TEXT EXCERPT.

=== Section Start ===

A fascinating story of how a gifted sportsman slipped from a position of considerable esteem is told as a fictional memoir.
We learn how Tom Cleary grew up in Carrick-on-Suir, Co Tipperary, and from an early age proved himself an outstanding rugby and tennis player and a golfer of considerable prowess.
He spent his secondary school days boarding at Castleknock where he was a member of the team that won the Leinster Schools Senior Cup in 1946/’47 - a side that also included players such as Brendan Guerin, Leo Lynch, William (Boldy) O’Neill and international golfer John Nestor.
A year later, he captained the Castleknock side that reached the final.
The Cleary graph continued on the up and up.
On leaving school, he worked for an accountancy firm in Limerick and so began his 13-year association with the Bohemian club.
He and Mick English formed one of the finest half-back partnerships in the game and were largely responsible for the emergence of Bohs from almost obscurity to winning three Munster Cups between 1958 and 1962. They also played together many times for Munster but, unfortunately, not once for Ireland.
Life was not as good for Tom once he retired from the rugby arena.
He moved to Mullingar to live with his sister Helen and made close friends there, many of whom shared his liking for the black stuff and a good chat. But then the graph went on the slide.
“Some time after his funeral, the time came to go through Tom’s things. He didn’t have much. One of his suitcases was heavy, though,” Ursula says.
“His brother Gerry brought it to the sitting room. We sat on the high, hard, old-fashioned couch, Gerry and his wife Ann, Helen and I, as we read the story and saw the long-forgotten pictures of Tom’s life, the joys, sorrows, triumphs and disappointments.
“The bottom of the case was lined with a green plastic property bag from the hospital where I worked and where Tom had been treated a year earlier. A shiver ran down my spine as I realised Tom had known he was dying during the past year of his illness and had sorted out what he wanted us to have and see. His story. It was then I knew I had to write this book.”
If you knew Tom Cleary as an individual or as a player, you will love this book. If you are only hearing of him now, you will love it for the story and the sensitivity of the writing.

=== Section End ===

DATA SECTION.
=== Section Start ===

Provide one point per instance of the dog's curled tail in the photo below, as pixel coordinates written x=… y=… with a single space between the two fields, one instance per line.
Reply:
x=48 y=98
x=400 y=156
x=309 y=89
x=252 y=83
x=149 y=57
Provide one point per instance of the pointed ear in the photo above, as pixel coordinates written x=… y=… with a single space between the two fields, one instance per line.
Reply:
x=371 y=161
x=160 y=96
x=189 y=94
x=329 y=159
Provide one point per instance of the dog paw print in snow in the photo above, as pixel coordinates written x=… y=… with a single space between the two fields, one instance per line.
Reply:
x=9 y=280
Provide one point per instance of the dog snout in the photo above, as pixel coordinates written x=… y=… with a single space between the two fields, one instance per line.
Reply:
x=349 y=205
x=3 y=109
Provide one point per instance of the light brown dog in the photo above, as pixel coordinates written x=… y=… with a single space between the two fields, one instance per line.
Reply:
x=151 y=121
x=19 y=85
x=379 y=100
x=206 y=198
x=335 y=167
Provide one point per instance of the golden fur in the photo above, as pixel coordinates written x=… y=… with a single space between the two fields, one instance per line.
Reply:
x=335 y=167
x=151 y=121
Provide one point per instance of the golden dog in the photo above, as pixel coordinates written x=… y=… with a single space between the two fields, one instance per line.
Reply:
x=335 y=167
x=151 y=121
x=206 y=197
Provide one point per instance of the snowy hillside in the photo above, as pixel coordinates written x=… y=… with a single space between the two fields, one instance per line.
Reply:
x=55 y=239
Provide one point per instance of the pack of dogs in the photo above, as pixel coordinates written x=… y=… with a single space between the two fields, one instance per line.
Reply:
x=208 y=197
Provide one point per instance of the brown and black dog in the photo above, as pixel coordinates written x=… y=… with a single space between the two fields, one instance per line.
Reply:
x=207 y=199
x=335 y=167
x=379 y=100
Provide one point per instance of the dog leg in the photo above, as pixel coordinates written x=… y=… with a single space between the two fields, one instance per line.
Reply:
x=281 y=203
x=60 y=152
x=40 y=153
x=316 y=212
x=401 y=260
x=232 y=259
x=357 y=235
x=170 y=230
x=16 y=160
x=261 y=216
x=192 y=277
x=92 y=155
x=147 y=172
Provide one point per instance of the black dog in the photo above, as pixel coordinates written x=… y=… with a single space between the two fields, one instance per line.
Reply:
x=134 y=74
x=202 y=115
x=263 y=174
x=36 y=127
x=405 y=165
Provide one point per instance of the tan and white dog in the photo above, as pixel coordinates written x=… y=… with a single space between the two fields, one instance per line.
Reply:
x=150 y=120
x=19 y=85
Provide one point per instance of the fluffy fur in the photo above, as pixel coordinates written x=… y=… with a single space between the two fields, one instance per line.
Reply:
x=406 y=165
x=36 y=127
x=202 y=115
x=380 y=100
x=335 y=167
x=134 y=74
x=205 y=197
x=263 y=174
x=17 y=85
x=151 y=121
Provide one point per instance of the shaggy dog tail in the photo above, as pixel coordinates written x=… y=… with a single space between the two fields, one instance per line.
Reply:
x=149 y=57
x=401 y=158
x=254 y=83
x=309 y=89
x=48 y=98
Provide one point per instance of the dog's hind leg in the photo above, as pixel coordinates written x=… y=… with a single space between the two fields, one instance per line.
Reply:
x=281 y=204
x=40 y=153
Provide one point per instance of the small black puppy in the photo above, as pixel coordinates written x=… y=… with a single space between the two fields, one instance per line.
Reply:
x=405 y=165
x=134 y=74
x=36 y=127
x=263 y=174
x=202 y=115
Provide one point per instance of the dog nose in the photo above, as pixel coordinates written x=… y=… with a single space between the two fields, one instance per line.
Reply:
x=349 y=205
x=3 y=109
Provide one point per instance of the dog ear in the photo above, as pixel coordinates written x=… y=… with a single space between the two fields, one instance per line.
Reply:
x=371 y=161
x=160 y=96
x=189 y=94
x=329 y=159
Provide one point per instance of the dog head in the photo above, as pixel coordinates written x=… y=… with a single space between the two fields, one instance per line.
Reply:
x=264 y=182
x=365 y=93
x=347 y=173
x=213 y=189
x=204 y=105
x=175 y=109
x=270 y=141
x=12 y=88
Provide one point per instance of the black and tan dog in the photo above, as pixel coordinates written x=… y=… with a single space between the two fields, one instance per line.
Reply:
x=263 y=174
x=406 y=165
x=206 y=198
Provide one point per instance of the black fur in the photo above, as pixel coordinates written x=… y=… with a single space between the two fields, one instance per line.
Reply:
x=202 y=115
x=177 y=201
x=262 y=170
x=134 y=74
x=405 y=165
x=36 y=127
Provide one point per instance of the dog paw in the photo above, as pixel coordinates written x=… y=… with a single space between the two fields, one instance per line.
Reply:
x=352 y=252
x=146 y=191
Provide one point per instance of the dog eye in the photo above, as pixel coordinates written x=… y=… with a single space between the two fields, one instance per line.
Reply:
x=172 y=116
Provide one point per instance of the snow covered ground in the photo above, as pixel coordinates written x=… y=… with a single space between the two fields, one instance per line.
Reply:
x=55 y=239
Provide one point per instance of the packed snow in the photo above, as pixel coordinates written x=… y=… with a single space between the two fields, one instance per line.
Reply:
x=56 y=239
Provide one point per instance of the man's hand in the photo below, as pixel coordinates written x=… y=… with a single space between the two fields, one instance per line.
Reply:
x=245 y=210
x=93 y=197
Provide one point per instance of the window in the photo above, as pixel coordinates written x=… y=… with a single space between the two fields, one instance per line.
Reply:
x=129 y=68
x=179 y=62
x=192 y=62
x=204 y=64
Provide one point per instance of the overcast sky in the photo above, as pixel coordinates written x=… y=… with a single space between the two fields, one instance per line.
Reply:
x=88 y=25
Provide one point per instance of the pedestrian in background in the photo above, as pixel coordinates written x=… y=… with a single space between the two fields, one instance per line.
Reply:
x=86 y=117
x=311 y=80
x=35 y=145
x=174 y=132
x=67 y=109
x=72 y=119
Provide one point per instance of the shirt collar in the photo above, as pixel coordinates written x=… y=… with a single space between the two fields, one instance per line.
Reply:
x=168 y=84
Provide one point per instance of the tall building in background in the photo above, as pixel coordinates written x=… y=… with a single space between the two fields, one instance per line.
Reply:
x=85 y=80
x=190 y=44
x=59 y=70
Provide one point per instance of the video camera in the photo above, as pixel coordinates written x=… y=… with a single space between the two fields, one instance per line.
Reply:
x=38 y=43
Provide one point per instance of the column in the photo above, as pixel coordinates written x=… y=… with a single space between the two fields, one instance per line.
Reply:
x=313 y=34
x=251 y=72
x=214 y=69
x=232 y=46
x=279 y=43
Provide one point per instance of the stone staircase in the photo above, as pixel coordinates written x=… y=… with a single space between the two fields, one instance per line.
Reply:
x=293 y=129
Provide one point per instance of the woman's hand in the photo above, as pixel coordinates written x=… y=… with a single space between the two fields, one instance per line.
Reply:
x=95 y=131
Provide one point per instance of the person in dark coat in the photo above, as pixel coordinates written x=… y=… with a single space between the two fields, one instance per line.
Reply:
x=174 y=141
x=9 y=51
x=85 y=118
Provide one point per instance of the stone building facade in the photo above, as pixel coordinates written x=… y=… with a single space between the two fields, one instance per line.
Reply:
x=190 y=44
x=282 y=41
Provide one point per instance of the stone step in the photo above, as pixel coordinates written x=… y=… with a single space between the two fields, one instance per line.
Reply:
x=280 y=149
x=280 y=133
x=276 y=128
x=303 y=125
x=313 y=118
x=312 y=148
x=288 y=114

=== Section End ===

QUESTIONS.
(1) Answer these from the Tom Cleary review:
(a) In which town did Tom Cleary grow up?
(b) Which club did he have a 13-year association with?
(c) Who did he live with after moving to Mullingar?
(2) Repeat word for word the stretch of the Tom Cleary review from "The Cleary graph" through "the rugby arena.".

ANSWERS TO THE EXERCISE.
(1)
(a) Carrick-on-Suir, Co Tipperary
(b) The Bohemian club
(c) His sister Helen

(2)
The Cleary graph continued on the up and up.
On leaving school, he worked for an accountancy firm in Limerick and so began his 13-year association with the Bohemian club.
He and Mick English formed one of the finest half-back partnerships in the game and were largely responsible for the emergence of Bohs from almost obscurity to winning three Munster Cups between 1958 and 1962. They also played together many times for Munster but, unfortunately, not once for Ireland.
Life was not as good for Tom once he retired from the rugby arena.